_What needs to be done_
For this exercise, reproduce the entries below exactly, but only from the line containing "Give the outline of every instance of the <item>pink" through the line containing "Give the outline of every instance of the <item>chin</item>", both included.

* * * * * * *

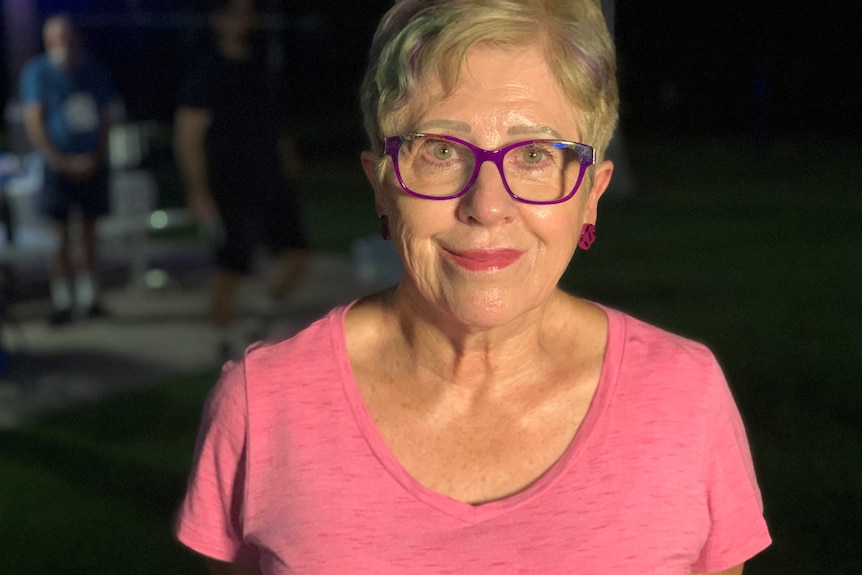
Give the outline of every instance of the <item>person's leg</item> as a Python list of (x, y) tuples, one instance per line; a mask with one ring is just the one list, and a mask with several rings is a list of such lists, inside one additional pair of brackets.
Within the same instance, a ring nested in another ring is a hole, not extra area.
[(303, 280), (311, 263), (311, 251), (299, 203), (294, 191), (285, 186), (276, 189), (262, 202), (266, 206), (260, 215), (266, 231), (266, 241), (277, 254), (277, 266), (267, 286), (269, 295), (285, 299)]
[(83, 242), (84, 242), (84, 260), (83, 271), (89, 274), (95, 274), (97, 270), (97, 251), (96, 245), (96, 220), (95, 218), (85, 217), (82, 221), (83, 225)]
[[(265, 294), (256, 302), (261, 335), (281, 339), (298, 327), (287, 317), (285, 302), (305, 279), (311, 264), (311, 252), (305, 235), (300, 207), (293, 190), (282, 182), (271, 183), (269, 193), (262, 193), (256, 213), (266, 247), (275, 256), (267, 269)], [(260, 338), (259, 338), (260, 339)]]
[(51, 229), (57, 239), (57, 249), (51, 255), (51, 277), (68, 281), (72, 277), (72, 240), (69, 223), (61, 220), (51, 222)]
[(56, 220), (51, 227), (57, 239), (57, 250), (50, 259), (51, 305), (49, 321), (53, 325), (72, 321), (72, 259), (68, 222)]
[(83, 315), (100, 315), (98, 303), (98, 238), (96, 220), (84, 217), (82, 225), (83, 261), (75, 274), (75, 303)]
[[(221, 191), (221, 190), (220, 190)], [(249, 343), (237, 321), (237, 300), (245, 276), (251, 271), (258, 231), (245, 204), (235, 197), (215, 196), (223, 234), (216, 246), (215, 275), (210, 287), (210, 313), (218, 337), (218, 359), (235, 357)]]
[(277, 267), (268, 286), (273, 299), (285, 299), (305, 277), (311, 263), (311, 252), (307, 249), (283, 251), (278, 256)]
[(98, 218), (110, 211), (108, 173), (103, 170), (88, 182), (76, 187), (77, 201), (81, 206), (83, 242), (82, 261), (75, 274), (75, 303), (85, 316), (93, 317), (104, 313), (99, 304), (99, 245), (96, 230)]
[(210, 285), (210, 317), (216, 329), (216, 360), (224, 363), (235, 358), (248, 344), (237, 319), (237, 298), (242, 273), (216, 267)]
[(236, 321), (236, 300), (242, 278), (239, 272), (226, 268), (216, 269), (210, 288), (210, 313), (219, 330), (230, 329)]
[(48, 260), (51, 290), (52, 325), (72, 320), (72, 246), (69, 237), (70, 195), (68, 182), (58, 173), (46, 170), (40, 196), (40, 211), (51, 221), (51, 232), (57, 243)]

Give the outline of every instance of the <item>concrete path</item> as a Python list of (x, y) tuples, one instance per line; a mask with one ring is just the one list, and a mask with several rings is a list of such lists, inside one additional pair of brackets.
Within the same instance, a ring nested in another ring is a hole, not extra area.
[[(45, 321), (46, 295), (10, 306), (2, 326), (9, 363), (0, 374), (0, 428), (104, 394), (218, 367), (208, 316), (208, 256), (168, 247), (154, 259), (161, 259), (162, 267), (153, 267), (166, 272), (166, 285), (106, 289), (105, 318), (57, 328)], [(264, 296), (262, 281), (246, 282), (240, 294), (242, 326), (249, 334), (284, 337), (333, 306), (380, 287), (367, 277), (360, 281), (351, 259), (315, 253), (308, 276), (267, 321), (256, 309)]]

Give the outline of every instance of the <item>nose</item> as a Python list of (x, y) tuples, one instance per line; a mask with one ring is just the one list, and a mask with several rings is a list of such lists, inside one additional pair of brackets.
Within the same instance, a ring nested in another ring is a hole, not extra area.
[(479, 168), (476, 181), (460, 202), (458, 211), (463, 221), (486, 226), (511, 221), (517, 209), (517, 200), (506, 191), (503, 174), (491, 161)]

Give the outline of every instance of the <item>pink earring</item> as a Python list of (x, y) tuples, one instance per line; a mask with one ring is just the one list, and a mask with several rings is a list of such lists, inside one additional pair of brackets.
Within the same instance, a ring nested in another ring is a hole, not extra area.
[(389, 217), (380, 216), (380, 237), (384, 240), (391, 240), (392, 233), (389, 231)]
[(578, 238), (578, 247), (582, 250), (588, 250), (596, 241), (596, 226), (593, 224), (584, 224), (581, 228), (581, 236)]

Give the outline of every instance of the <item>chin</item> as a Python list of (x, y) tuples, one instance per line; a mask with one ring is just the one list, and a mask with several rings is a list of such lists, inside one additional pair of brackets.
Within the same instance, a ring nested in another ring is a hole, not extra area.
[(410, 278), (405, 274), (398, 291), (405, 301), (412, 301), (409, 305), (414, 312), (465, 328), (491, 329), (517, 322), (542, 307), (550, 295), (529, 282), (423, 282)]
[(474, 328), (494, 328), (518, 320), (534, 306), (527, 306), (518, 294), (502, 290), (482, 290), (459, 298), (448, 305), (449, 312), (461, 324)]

* * * * * * *

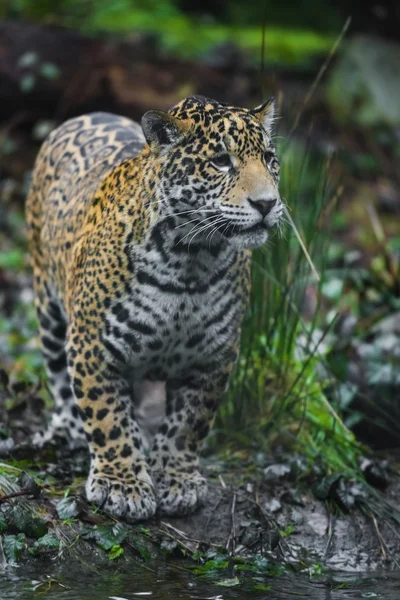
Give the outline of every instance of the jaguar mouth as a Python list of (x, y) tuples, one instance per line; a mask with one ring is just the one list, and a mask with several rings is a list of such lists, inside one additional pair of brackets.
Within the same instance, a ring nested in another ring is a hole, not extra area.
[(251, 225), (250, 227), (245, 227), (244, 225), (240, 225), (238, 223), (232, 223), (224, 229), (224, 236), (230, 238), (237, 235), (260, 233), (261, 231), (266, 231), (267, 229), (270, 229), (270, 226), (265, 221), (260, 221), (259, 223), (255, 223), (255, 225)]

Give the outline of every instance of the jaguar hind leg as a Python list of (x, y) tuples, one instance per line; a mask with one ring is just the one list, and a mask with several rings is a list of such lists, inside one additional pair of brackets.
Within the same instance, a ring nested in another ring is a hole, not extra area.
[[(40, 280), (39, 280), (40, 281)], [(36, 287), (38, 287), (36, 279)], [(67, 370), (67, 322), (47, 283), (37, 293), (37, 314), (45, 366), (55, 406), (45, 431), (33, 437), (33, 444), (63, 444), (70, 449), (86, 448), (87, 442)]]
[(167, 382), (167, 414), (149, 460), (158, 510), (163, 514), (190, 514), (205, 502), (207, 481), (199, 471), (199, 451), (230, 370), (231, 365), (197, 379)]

* * * * * * *

_Written response_
Give the outline of every instance of the <item>pink earring</item> as a Python list of (x, y) tuples, one instance per line; a mask with one ring is just the one list, and a mask with several rings is a list of such lists, inside one additional pair of brackets.
Within the same instance, a ring nested in another ring is a hole, not extra area.
[(389, 217), (380, 216), (380, 237), (384, 240), (391, 240), (392, 233), (389, 231)]
[(578, 238), (578, 247), (582, 250), (588, 250), (596, 241), (596, 226), (593, 224), (584, 224), (581, 228), (581, 236)]

Give the outline of every instance of the <item>chin</item> as a Python list of (x, y) tuples, one instance per line; a mask with one ring is just the one list, and a mask with several rings is a list of such lists, inside one additional pair of brackets.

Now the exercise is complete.